Saved data entries

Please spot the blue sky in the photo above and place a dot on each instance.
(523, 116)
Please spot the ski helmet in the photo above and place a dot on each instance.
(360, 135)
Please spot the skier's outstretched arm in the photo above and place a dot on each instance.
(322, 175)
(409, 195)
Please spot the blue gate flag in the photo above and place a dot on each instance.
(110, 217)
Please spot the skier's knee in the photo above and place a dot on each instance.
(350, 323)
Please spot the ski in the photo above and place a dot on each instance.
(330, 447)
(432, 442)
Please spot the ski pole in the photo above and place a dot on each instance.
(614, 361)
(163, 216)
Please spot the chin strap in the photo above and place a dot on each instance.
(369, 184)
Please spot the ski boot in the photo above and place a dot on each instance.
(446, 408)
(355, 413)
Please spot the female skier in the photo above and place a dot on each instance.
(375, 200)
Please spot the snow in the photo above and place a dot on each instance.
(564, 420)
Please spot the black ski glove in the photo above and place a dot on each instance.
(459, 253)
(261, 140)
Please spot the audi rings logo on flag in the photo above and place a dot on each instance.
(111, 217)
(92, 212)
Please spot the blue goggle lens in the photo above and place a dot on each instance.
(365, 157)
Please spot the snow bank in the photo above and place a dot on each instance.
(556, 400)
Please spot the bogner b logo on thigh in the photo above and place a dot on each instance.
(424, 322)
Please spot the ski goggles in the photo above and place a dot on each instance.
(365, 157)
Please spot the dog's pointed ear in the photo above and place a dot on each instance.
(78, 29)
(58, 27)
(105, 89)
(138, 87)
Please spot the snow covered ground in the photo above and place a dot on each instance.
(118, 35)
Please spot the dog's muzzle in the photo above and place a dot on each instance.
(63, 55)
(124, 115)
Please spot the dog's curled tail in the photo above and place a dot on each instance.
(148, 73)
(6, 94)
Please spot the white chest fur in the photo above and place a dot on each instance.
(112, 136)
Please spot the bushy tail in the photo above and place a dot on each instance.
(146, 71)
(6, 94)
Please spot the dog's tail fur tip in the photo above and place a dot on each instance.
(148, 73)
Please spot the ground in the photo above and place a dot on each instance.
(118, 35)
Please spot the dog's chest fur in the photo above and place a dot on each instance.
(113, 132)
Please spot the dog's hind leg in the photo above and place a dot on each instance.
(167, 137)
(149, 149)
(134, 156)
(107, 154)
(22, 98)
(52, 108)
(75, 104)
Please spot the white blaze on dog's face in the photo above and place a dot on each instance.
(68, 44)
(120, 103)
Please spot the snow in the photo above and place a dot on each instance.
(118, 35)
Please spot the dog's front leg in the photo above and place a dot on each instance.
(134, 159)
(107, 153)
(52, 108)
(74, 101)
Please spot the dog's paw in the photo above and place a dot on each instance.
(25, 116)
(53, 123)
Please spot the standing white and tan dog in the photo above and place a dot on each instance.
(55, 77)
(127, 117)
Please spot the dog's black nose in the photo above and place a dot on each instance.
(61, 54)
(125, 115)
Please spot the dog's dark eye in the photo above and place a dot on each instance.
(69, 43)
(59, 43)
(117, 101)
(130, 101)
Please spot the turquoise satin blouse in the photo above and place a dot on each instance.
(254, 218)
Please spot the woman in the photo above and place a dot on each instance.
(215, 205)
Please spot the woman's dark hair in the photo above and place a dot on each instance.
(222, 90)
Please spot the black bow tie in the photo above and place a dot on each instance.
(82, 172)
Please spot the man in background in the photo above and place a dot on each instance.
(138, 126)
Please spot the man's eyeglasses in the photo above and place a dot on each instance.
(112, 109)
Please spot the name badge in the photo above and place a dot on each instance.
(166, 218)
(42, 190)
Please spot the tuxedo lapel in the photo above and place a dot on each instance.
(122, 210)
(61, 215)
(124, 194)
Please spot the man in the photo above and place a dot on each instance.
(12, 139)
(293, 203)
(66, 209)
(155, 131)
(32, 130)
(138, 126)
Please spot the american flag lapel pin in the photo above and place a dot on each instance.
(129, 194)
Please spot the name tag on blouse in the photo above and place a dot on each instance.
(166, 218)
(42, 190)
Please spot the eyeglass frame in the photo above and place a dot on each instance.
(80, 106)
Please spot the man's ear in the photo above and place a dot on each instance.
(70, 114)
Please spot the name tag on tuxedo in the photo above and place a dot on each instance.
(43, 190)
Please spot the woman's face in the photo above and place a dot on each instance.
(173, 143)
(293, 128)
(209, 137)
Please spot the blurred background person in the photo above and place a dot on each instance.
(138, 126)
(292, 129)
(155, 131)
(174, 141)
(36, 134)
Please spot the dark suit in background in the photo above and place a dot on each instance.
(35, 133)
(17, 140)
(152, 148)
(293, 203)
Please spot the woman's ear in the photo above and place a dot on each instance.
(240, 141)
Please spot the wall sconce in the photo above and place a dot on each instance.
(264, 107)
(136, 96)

To do
Please render every line of the data above as a numbered list, leaving out any blank lines.

Reply
1. Please spot the blue sky in the photo above and place a dot on each instance.
2. (523, 116)
3. Please spot the ski helmet in the photo above and place a dot on each instance.
4. (360, 135)
5. Please spot the skier's outstretched arm in the photo above and place a dot on each instance.
6. (322, 175)
7. (409, 195)
8. Please spot the blue gate flag in the photo above and place a dot on each instance.
9. (110, 217)
10. Please spot the skier's knee in the photo above and place a dot on each instance.
11. (350, 323)
12. Please spot the ski in the photo above and place a dot on each instance.
13. (330, 447)
14. (432, 442)
15. Please spot the ski pole in the photo above and place a dot on each instance.
16. (614, 361)
17. (163, 216)
18. Please spot the chin strap in the photo above and place a dot on each instance.
19. (369, 184)
20. Please spot the ski boot in the photo above and place a dot on each instance.
21. (446, 408)
22. (355, 413)
23. Please spot the female skier in the photo above and place a dot on each instance.
24. (375, 200)
25. Please spot the snow in the photo above and place a dot on each instance.
26. (564, 420)
27. Please spot the black ski glove in the photo above and place a dot on each instance.
28. (459, 253)
29. (261, 140)
30. Please spot the audi rings logo on flag in the photo above and place a dot on each instance.
31. (111, 217)
32. (92, 212)
33. Please spot the blue goggle lens in the photo above and place a dot on each instance.
34. (365, 157)
35. Please spot the snow bank in the photo above and place a dot on each instance.
36. (556, 400)
37. Please spot the bogner b logo on thigh in the photo above and place a dot on each instance.
38. (424, 322)
39. Please spot the ski goggles in the photo above and place a dot on each instance.
40. (365, 157)
41. Please spot the dog's pointed ear in the photo above and place a dot on each instance.
42. (78, 29)
43. (58, 27)
44. (105, 89)
45. (138, 87)
46. Please spot the snow covered ground in the photo above and place a dot on each instance.
47. (118, 35)
48. Please spot the dog's muzzle in the photo above and place a dot on each instance.
49. (63, 55)
50. (124, 115)
51. Please spot the dog's curled tail in the photo above and place a dot on each instance.
52. (148, 73)
53. (6, 94)
54. Please spot the white chest fur in the photo above and place a dot on each instance.
55. (112, 136)
56. Please spot the bushy tail in the photo above and place a dot on each instance.
57. (146, 71)
58. (6, 94)
59. Please spot the dog's tail fur tip in the photo above and place a dot on each instance.
60. (148, 73)
61. Please spot the ground in the photo above and place a dot on each instance.
62. (118, 35)
63. Please spot the dog's chest fur in the photo above and place a dot on each instance.
64. (113, 132)
65. Please spot the dog's hind leg in the photo above and place a dot on each instance.
66. (167, 137)
67. (149, 149)
68. (134, 156)
69. (107, 154)
70. (22, 98)
71. (52, 108)
72. (75, 104)
73. Please spot the white blaze on dog's face in the photo above and place a dot on each instance.
74. (68, 44)
75. (120, 103)
76. Please spot the snow in the photo above and place a dot on each instance.
77. (118, 35)
78. Please spot the dog's front leg in the photo above and place a dot on each instance.
79. (134, 159)
80. (107, 153)
81. (52, 108)
82. (74, 101)
83. Please spot the dog's paw in the photo above and place a dot on each instance.
84. (25, 116)
85. (53, 123)
86. Please spot the standing white and tan dog in the photo above and place a dot on each instance.
87. (55, 77)
88. (127, 117)
89. Please spot the dog's black nose in the photo above and place a dot on each instance.
90. (61, 54)
91. (125, 115)
92. Please spot the dog's dark eye in the photo above and place a dot on each instance.
93. (69, 43)
94. (59, 43)
95. (117, 101)
96. (130, 101)
97. Please spot the turquoise satin blouse in the photo above and place a dot on each instance.
98. (254, 218)
99. Please spot the woman in the photo above and place a dot on each instance.
100. (215, 205)
101. Please spot the woman's dark hair in the photo above and place a dot on each instance.
102. (222, 90)
103. Please spot the black bow tie in the photo above and place a dot on each instance.
104. (82, 172)
105. Please spot the man in background in the photo above and place a dot on each instance.
106. (138, 126)
107. Please spot the man's eyeglasses in the photo above and place a dot on each instance.
108. (112, 109)
109. Please spot the name badge in the photo above and place a dot on each instance.
110. (166, 218)
111. (42, 190)
112. Please spot the tuxedo lapel in the photo above and place a dot on each instance.
113. (122, 210)
114. (61, 215)
115. (124, 194)
116. Please spot the man in the photo above and place a dot on each instance.
117. (12, 139)
118. (293, 203)
119. (66, 209)
120. (155, 131)
121. (32, 130)
122. (138, 126)
123. Please spot the american flag lapel pin in the photo above and place a dot on each instance.
124. (129, 194)
125. Please spot the name tag on blouse in the photo above and place a dot on each instance.
126. (166, 218)
127. (42, 190)
128. Please spot the eyeglass frame in the photo above and place a dot on each instance.
129. (80, 106)
130. Please spot the man's ear in the photo above and place a dot on each instance.
131. (70, 114)
132. Please spot the name tag on tuxedo in the photo above and place a dot on each instance.
133. (43, 190)
134. Please spot the woman's face in the photo above and place a dot on each instance.
135. (173, 143)
136. (293, 128)
137. (209, 137)
138. Please spot the blurred background person in the photo above and place a dot on each instance.
139. (138, 126)
140. (292, 129)
141. (155, 131)
142. (174, 141)
143. (36, 134)
144. Please spot the dark suit in background in the photo above and place a dot on each instance.
145. (35, 133)
146. (17, 140)
147. (152, 148)
148. (293, 203)
149. Please spot the woman's ear in the photo above and place a dot on each instance.
150. (240, 141)
151. Please spot the wall sconce in the photo above and place a dot on each instance.
152. (264, 107)
153. (136, 96)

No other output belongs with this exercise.